* WHAT IS BEING ASKED *
Copy the records from the very first line through the line that contains "[[56, 6], [59, 63], [57, 20]]", substituting "Located at" for each "Found at" and leaving everything else as it is.

═══

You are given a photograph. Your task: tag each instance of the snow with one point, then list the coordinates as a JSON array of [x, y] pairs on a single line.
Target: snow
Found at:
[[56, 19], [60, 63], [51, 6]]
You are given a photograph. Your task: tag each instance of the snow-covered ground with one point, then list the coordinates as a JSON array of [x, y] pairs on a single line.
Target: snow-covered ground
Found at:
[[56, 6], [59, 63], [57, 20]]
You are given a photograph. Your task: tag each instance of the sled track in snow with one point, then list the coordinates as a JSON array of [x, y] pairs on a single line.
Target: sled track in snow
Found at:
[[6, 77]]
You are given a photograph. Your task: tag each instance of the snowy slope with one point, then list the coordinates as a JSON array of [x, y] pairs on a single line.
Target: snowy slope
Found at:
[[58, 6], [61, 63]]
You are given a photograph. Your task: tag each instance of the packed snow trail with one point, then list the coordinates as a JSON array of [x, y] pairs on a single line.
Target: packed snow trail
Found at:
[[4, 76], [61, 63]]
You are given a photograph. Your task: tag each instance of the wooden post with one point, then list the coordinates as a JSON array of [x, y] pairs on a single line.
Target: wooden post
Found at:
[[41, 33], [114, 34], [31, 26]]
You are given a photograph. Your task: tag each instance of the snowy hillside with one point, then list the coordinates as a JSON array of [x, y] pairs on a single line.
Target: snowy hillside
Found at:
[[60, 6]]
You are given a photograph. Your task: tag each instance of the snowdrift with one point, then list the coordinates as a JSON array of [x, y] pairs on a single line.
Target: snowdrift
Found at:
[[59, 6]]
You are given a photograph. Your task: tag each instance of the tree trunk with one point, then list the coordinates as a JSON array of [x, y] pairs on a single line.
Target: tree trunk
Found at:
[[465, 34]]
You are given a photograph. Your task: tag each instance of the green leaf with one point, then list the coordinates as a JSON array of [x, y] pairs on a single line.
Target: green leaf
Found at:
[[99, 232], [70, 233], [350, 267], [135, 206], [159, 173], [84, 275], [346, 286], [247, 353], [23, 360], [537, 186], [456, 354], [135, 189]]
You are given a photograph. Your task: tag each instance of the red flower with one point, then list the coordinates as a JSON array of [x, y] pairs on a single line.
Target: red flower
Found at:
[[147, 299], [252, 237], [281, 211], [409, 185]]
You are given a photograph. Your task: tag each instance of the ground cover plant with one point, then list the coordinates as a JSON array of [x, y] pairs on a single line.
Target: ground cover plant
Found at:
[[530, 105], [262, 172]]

═══

* ANSWER TO THE PROBLEM *
You are given a photograph. Your task: tag each instance of the snow with one point, then list the coordinates as a JSON array of [x, y] pairs on a single line.
Target: snow
Located at:
[[56, 19], [60, 63], [51, 6]]
You are given a photograph. Your task: tag each instance of the snow-covered ground with one point, then list the coordinates as a JSON array of [x, y] pairs on a single line.
Target: snow-covered ground
Located at:
[[56, 6], [59, 63], [57, 20]]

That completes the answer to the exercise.